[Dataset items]
▬▬▬▬▬▬▬▬▬▬
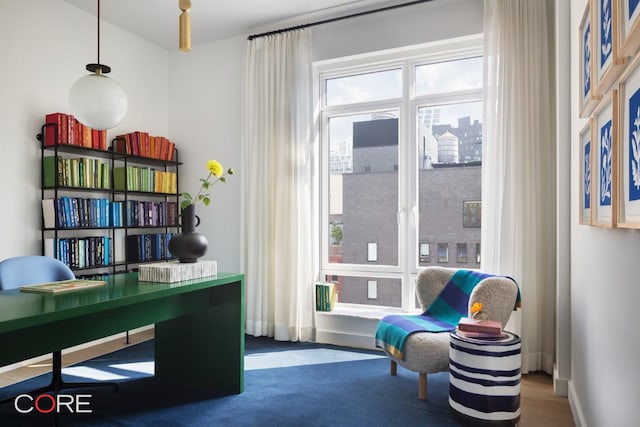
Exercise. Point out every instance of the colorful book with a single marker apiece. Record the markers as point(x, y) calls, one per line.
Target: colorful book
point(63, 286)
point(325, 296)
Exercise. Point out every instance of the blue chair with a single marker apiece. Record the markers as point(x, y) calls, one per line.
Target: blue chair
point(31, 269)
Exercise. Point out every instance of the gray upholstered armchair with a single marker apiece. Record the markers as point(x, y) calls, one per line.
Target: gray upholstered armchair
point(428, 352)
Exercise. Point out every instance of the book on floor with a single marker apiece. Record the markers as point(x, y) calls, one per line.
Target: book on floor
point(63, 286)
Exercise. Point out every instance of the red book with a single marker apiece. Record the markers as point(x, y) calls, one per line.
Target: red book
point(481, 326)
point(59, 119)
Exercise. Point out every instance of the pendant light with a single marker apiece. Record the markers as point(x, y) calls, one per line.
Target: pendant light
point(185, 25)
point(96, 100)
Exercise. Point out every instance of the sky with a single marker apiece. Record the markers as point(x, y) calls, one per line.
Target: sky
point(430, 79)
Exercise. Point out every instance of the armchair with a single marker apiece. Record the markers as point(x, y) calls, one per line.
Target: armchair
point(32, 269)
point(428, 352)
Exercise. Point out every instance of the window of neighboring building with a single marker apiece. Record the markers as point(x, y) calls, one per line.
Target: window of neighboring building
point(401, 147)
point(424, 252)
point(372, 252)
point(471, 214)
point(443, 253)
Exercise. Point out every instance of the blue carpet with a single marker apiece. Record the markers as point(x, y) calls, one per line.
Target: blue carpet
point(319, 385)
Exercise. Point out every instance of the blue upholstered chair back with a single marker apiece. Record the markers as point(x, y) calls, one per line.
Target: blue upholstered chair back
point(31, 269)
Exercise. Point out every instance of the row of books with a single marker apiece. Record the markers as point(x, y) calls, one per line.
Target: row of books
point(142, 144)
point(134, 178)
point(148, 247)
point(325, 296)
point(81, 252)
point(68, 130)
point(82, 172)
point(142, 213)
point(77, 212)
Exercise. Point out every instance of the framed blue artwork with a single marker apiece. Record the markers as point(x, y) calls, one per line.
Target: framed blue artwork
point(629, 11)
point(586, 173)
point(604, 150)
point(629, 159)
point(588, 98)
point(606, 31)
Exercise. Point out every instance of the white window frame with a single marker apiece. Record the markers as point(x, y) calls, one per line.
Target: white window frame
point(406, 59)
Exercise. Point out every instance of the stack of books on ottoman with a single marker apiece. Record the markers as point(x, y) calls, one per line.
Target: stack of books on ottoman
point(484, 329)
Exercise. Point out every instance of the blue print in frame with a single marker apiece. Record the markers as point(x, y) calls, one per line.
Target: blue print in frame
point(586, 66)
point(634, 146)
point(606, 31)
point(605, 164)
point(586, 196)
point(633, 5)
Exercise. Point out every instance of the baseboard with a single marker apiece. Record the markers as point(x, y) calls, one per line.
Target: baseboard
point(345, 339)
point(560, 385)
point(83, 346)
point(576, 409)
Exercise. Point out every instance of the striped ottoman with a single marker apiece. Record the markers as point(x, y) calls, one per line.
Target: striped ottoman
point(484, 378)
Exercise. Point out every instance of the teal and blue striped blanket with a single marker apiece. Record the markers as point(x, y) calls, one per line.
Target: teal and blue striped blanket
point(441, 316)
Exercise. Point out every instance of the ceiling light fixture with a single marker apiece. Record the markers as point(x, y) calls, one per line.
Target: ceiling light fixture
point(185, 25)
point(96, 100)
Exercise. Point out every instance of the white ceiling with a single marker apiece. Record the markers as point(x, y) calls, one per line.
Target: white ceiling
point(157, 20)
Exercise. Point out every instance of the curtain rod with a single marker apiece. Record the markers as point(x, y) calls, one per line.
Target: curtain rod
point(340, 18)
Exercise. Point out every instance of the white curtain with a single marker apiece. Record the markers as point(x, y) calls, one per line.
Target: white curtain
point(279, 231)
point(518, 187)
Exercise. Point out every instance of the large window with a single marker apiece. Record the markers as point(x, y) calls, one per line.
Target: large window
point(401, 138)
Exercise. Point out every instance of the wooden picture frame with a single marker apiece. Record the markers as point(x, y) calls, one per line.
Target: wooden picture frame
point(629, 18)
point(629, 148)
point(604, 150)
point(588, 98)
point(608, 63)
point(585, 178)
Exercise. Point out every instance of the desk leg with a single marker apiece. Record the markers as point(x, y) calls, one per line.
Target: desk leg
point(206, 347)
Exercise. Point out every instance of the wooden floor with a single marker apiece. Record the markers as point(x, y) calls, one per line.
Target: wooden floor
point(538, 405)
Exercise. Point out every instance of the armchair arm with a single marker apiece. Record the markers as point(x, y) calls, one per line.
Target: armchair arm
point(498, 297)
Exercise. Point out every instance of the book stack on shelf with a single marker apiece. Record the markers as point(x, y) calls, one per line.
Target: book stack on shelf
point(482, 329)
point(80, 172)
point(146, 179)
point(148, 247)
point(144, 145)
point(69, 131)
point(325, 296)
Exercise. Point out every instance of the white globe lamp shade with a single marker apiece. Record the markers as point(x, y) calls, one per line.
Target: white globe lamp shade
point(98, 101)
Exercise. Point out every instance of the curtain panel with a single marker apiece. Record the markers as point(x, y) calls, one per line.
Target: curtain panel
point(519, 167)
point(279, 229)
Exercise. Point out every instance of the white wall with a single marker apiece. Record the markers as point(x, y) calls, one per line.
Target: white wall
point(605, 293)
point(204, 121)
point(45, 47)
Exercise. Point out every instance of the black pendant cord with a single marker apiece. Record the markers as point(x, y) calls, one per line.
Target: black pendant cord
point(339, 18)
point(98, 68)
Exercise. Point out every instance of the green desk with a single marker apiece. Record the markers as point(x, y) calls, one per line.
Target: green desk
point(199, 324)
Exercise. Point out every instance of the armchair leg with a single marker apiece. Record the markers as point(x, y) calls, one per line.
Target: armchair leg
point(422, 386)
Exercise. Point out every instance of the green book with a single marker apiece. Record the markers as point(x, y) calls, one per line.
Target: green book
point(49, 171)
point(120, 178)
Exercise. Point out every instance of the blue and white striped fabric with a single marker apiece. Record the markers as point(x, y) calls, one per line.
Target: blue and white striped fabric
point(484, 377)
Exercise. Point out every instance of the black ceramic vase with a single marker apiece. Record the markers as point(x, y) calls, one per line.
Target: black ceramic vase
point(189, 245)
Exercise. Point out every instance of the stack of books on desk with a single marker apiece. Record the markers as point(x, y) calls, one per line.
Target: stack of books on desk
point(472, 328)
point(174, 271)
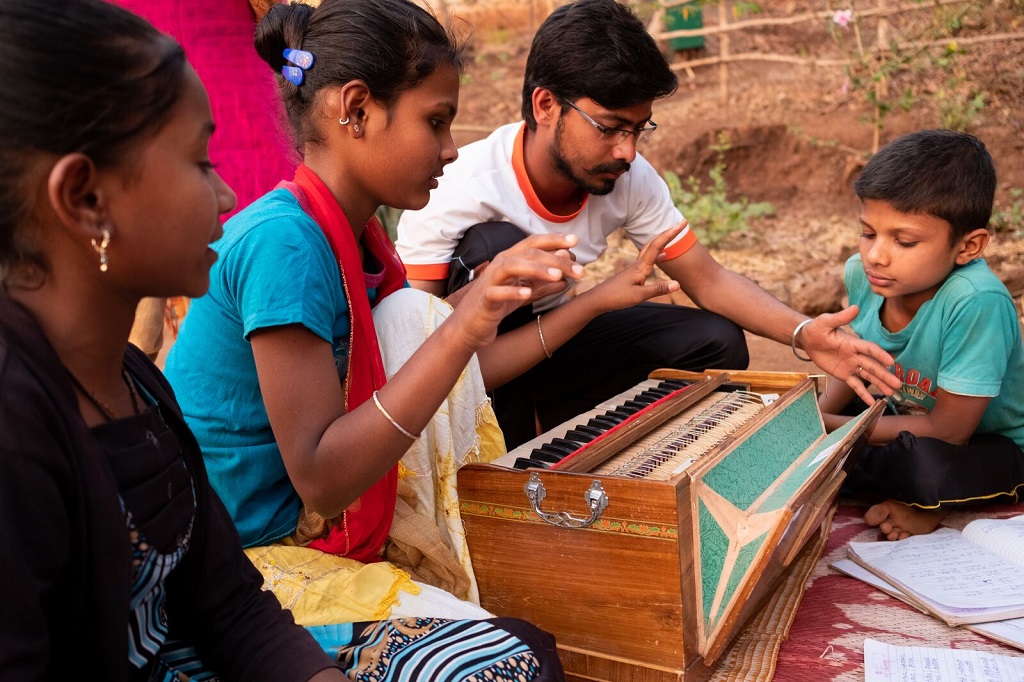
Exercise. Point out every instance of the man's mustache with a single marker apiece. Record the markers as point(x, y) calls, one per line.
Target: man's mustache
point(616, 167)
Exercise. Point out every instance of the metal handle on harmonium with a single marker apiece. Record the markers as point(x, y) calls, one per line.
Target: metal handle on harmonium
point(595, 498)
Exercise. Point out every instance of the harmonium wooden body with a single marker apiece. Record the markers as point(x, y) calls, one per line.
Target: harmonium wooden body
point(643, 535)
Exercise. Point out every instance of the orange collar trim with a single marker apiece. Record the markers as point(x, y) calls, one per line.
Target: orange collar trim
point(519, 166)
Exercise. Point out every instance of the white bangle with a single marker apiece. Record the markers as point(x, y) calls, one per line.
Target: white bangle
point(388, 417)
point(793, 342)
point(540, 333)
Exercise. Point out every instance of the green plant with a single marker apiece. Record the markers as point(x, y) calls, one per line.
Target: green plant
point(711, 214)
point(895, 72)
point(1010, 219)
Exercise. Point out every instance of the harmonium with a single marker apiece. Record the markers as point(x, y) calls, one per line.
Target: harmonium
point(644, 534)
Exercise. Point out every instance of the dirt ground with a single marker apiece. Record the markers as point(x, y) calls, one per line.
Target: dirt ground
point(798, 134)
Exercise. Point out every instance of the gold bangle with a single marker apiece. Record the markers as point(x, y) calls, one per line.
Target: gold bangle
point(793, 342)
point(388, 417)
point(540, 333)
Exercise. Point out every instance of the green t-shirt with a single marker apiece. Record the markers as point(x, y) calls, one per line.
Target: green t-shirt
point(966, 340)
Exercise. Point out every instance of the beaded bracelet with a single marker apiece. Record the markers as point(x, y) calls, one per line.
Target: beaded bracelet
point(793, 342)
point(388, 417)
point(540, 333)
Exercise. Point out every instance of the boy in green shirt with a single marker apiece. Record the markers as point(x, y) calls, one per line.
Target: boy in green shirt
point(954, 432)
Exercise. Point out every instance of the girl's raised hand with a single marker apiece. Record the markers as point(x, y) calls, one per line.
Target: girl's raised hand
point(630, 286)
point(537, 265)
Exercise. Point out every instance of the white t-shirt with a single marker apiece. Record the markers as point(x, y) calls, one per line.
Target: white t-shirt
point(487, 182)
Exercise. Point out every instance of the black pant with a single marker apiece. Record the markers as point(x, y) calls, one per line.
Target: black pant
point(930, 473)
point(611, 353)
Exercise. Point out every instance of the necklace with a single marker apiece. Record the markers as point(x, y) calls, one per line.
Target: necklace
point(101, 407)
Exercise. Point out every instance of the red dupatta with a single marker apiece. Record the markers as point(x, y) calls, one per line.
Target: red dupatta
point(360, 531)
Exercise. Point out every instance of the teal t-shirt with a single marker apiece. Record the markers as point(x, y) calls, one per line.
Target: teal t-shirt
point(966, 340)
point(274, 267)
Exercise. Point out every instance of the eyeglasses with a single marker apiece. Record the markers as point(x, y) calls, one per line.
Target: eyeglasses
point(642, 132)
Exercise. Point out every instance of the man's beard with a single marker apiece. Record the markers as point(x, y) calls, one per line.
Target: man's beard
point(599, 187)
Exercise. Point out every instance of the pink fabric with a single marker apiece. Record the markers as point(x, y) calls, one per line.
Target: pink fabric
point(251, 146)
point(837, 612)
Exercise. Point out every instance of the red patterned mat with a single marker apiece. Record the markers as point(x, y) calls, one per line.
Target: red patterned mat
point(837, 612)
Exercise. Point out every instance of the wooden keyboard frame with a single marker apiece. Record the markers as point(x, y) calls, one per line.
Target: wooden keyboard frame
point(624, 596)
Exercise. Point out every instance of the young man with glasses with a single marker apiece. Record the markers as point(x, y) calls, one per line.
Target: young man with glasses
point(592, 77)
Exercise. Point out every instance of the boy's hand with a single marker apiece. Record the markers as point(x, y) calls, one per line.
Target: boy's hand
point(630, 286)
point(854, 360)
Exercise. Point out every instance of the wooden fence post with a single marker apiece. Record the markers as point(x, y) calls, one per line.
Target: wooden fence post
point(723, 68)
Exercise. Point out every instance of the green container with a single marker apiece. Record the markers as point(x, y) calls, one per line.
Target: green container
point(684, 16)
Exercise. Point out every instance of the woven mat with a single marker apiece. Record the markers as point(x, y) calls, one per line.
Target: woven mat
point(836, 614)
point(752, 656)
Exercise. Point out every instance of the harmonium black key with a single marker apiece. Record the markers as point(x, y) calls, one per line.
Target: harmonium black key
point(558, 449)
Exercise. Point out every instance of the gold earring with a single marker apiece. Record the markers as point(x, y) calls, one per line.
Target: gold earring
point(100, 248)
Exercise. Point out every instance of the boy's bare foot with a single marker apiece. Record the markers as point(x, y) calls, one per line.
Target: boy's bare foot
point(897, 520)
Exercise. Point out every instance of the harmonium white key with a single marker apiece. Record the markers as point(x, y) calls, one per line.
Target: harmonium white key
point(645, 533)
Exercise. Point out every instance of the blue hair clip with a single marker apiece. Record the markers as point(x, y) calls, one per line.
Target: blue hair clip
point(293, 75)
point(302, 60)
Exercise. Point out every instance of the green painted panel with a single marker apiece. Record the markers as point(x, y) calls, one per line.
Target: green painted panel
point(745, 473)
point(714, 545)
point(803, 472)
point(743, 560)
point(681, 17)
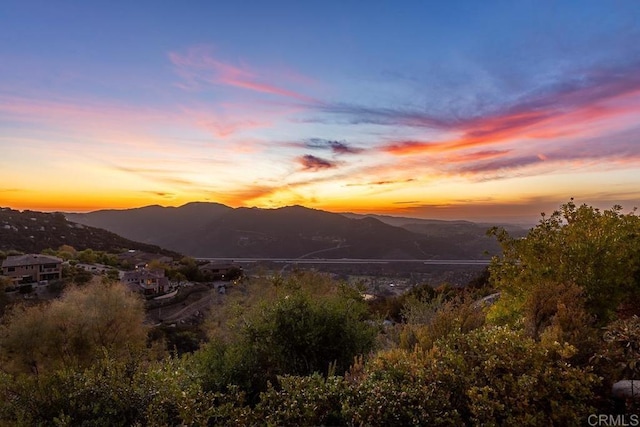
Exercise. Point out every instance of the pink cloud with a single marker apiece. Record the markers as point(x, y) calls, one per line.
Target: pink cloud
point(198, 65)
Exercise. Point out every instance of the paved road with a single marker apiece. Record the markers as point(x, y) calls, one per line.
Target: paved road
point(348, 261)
▬▬▬▬▬▬▬▬▬▬
Work instructions: Repeat the items from their first line through the line containing "point(430, 79)", requests included, and shift every coordinate in the answers by adding 45 to it. Leave the pictures out.

Full response:
Exercise. Point out every instance of the colorful book with a single marker apiece. Record the markers as point(x, y) calls, one per line.
Target: colorful book
point(108, 331)
point(370, 341)
Exercise. Point out every instance of the blue chair with a single marker apiece. Record the markers as point(x, y) calls, one per line.
Target: blue chair
point(76, 314)
Exercise. Point out every instance of the gray upholstered armchair with a single marker apiece. Record the markers as point(x, y) calls, one per line.
Target: gray upholstered armchair
point(473, 397)
Exercise. Point out every instance of the book on floor with a single marker apiece. Record the markers as point(x, y) calls, one per line.
Target: book on floor
point(108, 331)
Exercise. Point out every instance of the red book with a single marker apiece. Record the markers as point(x, y) calls, one per line.
Target: red book
point(526, 371)
point(104, 164)
Exercise. Point out every instance of the pendant light with a single marker apiece. Record the markers as point(x, y) calls, one per line.
Target: pendant light
point(230, 70)
point(141, 145)
Exercise. Point out every instance of the sky with a single marker apiece. Record the markers as point(x, y) calls, one per line.
Target: sky
point(475, 124)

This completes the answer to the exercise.